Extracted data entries
####################
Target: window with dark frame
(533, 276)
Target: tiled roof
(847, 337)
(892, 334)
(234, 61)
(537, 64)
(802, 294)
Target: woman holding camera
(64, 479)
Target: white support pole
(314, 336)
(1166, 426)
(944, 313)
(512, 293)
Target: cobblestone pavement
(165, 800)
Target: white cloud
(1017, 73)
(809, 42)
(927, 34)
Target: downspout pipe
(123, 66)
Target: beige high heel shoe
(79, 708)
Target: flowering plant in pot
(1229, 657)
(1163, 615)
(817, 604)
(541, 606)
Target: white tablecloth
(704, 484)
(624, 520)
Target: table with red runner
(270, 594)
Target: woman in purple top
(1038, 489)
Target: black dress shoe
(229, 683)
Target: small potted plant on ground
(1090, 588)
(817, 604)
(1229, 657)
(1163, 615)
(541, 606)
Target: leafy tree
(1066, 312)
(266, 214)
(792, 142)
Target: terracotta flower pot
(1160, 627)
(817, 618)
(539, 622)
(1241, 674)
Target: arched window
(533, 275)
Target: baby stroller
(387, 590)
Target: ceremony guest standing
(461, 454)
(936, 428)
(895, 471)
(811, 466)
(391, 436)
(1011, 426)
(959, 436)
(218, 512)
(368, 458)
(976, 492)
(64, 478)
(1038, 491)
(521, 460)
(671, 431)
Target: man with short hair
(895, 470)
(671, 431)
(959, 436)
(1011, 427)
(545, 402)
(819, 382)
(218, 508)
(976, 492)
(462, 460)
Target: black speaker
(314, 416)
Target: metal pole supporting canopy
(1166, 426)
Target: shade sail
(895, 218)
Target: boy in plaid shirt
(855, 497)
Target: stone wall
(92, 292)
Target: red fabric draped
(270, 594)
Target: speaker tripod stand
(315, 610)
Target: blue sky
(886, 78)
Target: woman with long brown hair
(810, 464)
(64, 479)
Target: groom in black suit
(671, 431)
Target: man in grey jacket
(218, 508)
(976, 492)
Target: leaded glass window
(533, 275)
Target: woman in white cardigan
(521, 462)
####################
STATED GOAL: Rename every "Target" in the material above to "Label" and keep everything else unchanged.

SOLUTION FOR THIS PROBLEM:
Label: window with dark frame
(533, 276)
Label: tiled roof
(847, 337)
(892, 334)
(234, 61)
(537, 64)
(802, 294)
Label: woman holding camera
(64, 479)
Label: white support pole
(314, 336)
(1166, 426)
(944, 313)
(512, 293)
Label: cobblestone pavement
(165, 800)
Label: white cloud
(1017, 73)
(809, 42)
(927, 34)
Label: downspout pipe
(123, 66)
Label: beige high heel shoe
(79, 708)
Label: flowering plant in pot
(1229, 657)
(1163, 615)
(817, 604)
(541, 606)
Label: white tablecloth
(704, 484)
(624, 520)
Label: table with red runner
(270, 594)
Label: woman in purple top
(1038, 489)
Label: black dress shoe
(229, 683)
Label: small potted plant on ground
(1090, 588)
(817, 604)
(1229, 657)
(1163, 615)
(541, 606)
Label: leafy tree
(1066, 312)
(266, 214)
(792, 142)
Label: terracotta flower pot
(1160, 627)
(817, 618)
(539, 622)
(1241, 674)
Label: arched window
(533, 275)
Label: baby stroller
(387, 590)
Label: ceremony guest standing
(461, 454)
(936, 428)
(895, 471)
(811, 466)
(391, 436)
(1011, 426)
(959, 436)
(218, 512)
(368, 458)
(976, 492)
(64, 478)
(1038, 491)
(521, 460)
(671, 431)
Label: man with short hair
(895, 470)
(671, 431)
(959, 436)
(1011, 427)
(545, 402)
(819, 382)
(218, 508)
(976, 492)
(462, 460)
Label: black speaker
(314, 416)
Label: metal pole supporting canopy
(1166, 426)
Label: shade sail
(895, 218)
Label: boy in plaid shirt
(855, 497)
Label: stone wall
(92, 292)
Label: red fabric draped
(270, 594)
Label: speaker tripod stand
(315, 610)
Label: blue sky
(886, 78)
Label: woman with long brown hair
(810, 464)
(64, 479)
Label: groom in black suit
(671, 431)
Label: man in grey jacket
(218, 508)
(976, 492)
Label: leaded glass window
(533, 275)
Label: woman in white cardigan
(521, 462)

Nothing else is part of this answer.